* INSTRUCTIONS TO FOLLOW *
Give back all of the data exactly.

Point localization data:
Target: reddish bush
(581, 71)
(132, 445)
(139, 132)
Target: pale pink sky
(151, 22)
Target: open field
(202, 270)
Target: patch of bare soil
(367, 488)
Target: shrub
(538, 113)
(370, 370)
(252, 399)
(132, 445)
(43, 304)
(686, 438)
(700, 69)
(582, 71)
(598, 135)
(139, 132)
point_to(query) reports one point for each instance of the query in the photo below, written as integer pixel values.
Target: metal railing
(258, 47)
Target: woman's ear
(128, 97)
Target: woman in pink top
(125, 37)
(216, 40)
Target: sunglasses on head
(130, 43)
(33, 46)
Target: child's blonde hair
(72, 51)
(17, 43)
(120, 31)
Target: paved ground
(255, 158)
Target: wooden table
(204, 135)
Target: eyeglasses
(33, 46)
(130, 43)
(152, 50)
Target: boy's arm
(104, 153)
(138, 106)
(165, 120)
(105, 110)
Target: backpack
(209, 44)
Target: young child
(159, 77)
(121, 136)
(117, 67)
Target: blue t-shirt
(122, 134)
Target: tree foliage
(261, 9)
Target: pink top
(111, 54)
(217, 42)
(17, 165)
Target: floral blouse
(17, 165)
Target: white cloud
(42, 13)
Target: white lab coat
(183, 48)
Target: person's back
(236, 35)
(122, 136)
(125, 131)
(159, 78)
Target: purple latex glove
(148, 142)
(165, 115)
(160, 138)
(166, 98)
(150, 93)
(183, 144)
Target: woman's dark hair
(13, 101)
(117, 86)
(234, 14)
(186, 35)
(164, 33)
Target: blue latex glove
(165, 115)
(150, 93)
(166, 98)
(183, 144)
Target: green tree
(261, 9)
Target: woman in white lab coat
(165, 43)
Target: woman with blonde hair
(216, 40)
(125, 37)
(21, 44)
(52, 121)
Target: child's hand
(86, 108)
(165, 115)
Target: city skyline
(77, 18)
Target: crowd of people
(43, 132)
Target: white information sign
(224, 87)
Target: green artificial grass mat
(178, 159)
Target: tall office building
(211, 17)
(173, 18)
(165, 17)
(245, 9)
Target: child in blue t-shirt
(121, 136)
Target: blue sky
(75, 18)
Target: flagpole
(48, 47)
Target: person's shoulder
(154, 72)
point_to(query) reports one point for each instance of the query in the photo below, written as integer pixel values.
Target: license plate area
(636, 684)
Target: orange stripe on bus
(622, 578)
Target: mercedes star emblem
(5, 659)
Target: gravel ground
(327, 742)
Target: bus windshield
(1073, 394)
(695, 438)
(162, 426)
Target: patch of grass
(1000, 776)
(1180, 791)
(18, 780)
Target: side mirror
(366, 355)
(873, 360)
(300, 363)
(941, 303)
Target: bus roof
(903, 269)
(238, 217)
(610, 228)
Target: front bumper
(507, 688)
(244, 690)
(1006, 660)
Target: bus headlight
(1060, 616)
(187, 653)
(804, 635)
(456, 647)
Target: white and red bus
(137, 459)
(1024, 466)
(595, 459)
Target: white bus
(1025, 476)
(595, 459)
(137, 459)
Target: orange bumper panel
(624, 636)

* TASK ANSWER *
Target: reddish bush
(581, 71)
(132, 445)
(139, 132)
Target: pale pink sky
(151, 22)
Target: open field
(202, 270)
Target: patch of bare soil
(367, 488)
Target: shrub
(538, 113)
(370, 370)
(252, 399)
(132, 445)
(43, 304)
(686, 438)
(700, 69)
(582, 71)
(598, 135)
(139, 132)
point_to(query) reports one point for each instance of the query in the photo below, written as integer pixel values.
Target: metal railing
(258, 47)
Target: woman's ear
(128, 97)
Target: woman in pink top
(125, 37)
(216, 40)
Target: sunglasses on head
(130, 43)
(33, 46)
Target: child's blonde hair
(72, 51)
(17, 43)
(120, 31)
Target: paved ground
(255, 158)
Target: wooden table
(204, 135)
Target: eyeglasses
(33, 46)
(130, 43)
(152, 50)
Target: boy's arm
(104, 153)
(138, 106)
(165, 120)
(105, 110)
Target: backpack
(209, 44)
Target: young child
(159, 77)
(121, 136)
(117, 67)
Target: blue t-shirt
(122, 134)
Target: tree foliage
(261, 9)
Target: pink top
(111, 54)
(217, 42)
(17, 165)
Target: floral blouse
(17, 165)
Target: white cloud
(42, 13)
Target: white lab coat
(183, 48)
Target: person's back
(236, 35)
(122, 136)
(125, 131)
(159, 78)
Target: purple latex glove
(148, 142)
(165, 115)
(160, 138)
(166, 98)
(150, 93)
(183, 144)
Target: woman's dark hair
(13, 101)
(117, 86)
(234, 14)
(186, 35)
(164, 33)
Target: blue latex glove
(165, 115)
(150, 93)
(166, 98)
(183, 144)
Target: green tree
(261, 9)
Target: woman in white lab coat
(165, 43)
Target: woman with blonde hair
(216, 40)
(125, 37)
(21, 44)
(52, 121)
Target: child's hand
(86, 108)
(165, 115)
Target: city skyline
(77, 18)
Target: crowd of people
(43, 132)
Target: white information sign
(224, 87)
Target: green artificial grass mat
(178, 159)
Target: tall office building
(211, 17)
(173, 18)
(165, 17)
(245, 9)
Target: child in blue t-shirt
(121, 136)
Target: blue sky
(75, 18)
Target: flagpole
(48, 47)
Target: person's shoulder
(154, 72)
point_to(query) reports one point for each instance of the query in the photo below, written as integer pixel values.
Target: license plate area
(636, 684)
Target: orange stripe on bus
(622, 578)
Target: mercedes star emblem
(5, 659)
Target: gravel ground
(327, 742)
Target: bus windshield
(1073, 394)
(695, 438)
(162, 426)
Target: patch of grass
(1000, 776)
(1180, 791)
(18, 780)
Target: side mirror
(366, 355)
(873, 360)
(300, 363)
(941, 303)
Target: bus roof
(903, 269)
(238, 217)
(610, 228)
Target: front bumper
(507, 688)
(244, 690)
(1006, 660)
Target: bus headlight
(1060, 616)
(187, 653)
(804, 635)
(456, 647)
Target: white and red bus
(137, 459)
(1024, 466)
(595, 459)
Target: white bus
(1025, 476)
(595, 459)
(137, 459)
Target: orange bumper panel
(624, 636)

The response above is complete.